--- START OF Excerpt provided ---
From: abergeron <abergeron@gmail.com>
Date: Wed, 5 Aug 2020 05:15:21 +0000 (-0400)
Subject: Change the meaning of conv3d_transpose output_padding to match conv{1,2}d_transpose... 
X-Git-Tag: upstream/0.7.0~308
X-Git-Url: http://review.tizen.org/git/?a=commitdiff_plain;h=a5bf5c5726b87324900dfc99983790e136dfcdde;p=platform%2Fupstream%2Ftvm.git

Change the meaning of conv3d_transpose output_padding to match conv{1,2}d_transpose (#6065)

* Change the meaning of output_padding to correspond to conv{1,2}d_transpose

* Fix long lines

* Fix the relay test

* Add missing doc.

* fix size ordering problem
---

diff --git a/python/tvm/relay/op/strategy/generic.py b/python/tvm/relay/op/strategy/generic.py
index bc54577..69c9bd7 100644
--- a/python/tvm/relay/op/strategy/generic.py
+++ b/python/tvm/relay/op/strategy/generic.py
@@ -364,15 +364,12 @@ def wrap_compute_conv3d_transpose(topi_compute):
         """Compute definition of conv3d_transpose"""
         padding = get_const_tuple(attrs.padding)
         strides = get_const_tuple(attrs.strides)
+        output_padding = get_const_tuple(attrs.output_padding)
         out_dtype = attrs.out_dtype
         out_dtype = (inputs[0].dtype if out_dtype in ("same", "")
                      else out_dtype)
         out = topi_compute(
-            inputs[0], inputs[1], strides, padding, out_dtype)
-        output_padding = get_const_tuple(attrs.output_padding)
-        out = topi.nn.pad(out,
-                          [0, 0, 0, 0, 0],
-                          [0, 0, output_padding[0], output_padding[1], output_padding[2]])
+            inputs[0], inputs[1], strides, padding, out_dtype, output_padding)
--- END OF Excerpt provided ---
--- START OF Data extract ---
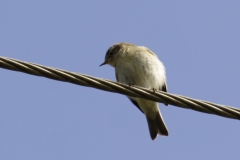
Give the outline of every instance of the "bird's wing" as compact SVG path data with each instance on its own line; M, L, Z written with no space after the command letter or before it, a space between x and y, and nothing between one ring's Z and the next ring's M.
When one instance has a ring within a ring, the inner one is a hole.
M118 75L117 75L117 71L115 71L115 76L116 76L117 81L119 82ZM131 99L131 98L129 98L129 100L143 113L143 111L141 110L141 108L139 107L139 105L137 104L136 101L134 101L134 100Z

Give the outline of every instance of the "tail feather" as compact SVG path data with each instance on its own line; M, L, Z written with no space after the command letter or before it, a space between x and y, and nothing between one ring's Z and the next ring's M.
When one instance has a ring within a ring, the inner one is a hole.
M146 118L147 118L148 128L149 128L149 132L152 140L154 140L157 137L157 134L168 136L168 130L162 119L160 112L157 113L154 120L148 117Z

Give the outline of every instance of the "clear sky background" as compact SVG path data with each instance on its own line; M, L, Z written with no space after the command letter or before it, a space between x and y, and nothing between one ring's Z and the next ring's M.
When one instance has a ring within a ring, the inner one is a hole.
M170 93L240 107L240 1L1 0L0 55L115 80L117 42L144 45ZM240 121L160 104L152 141L123 95L0 69L0 159L239 159Z

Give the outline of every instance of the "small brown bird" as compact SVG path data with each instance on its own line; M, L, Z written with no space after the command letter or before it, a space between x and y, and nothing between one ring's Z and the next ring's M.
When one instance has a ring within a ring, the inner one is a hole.
M114 44L108 49L105 61L100 66L105 64L115 68L118 82L167 92L165 68L158 57L146 47L129 43ZM157 102L128 98L146 115L152 140L158 134L168 136Z

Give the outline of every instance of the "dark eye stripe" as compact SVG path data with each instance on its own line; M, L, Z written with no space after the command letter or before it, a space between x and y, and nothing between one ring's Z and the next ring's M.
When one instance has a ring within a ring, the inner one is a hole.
--- END OF Data extract ---
#### [Objectives]
• A. In the conv3d_transpose commit, why was the meaning of output_padding changed? Answer in one to three sentences.
• B. What pull request number does the conv3d_transpose commit give in its subject line?
• C. Take the conv3d_transpose commit further, starting right after its last line.

#### [Results for the exercise]
• A. The meaning of output_padding in conv3d_transpose was changed so that it matches the meaning it already has in conv1d_transpose and conv2d_transpose.

• B. #6065

• C.
         return [out]
     return compute_conv3d_transpose
 
diff --git a/python/tvm/topi/cuda/conv3d_transpose_ncdhw.py b/python/tvm/topi/cuda/conv3d_transpose_ncdhw.py
index bcad3e4..d6ca9bc 100644
--- a/python/tvm/topi/cuda/conv3d_transpose_ncdhw.py
+++ b/python/tvm/topi/cuda/conv3d_transpose_ncdhw.py
@@ -26,7 +26,8 @@ from .conv3d_direct import schedule_direct_conv3d_cuda
 
 
 @autotvm.register_topi_compute("conv3d_transpose_ncdhw.cuda")
-def conv3d_transpose_ncdhw(cfg, data, kernel, stride, padding, out_dtype):
+def conv3d_transpose_ncdhw(cfg, data, kernel, stride, padding, out_dtype,
+                           output_padding):
     """Transposed 3D convolution ncdhw forward operator.
 
     Parameters
@@ -43,6 +44,8 @@ def conv3d_transpose_ncdhw(cfg, data, kernel, stride, padding, out_dtype):
         Padding size, or ['VALID', 'SAME']
     out_dtype: str
         The output type. This is used in mixed precision
+    output_padding : tuple of three ints
+        Used to disambiguate output shape
 
     Returns
     -------
@@ -52,24 +55,27 @@ def conv3d_transpose_ncdhw(cfg, data, kernel, stride, padding, out_dtype):
     batch, inp_channels, inp_depth, inp_height, inp_width = get_const_tuple(data.shape)
     _, out_channels, kernel_depth, kernel_height, kernel_width = get_const_tuple(kernel.shape)
     stride_depth, stride_height, stride_width = stride
+    outpad_depth, outpad_height, outpad_width = output_padding
+    assert (outpad_height < stride_height and outpad_width < stride_width and
+            outpad_depth < stride_depth)
     cfg.stride = stride
     pad_front, pad_top, pad_left, pad_back, pad_bottom, pad_right = nn.get_pad_tuple3d(
         padding, (kernel_depth, kernel_height, kernel_width))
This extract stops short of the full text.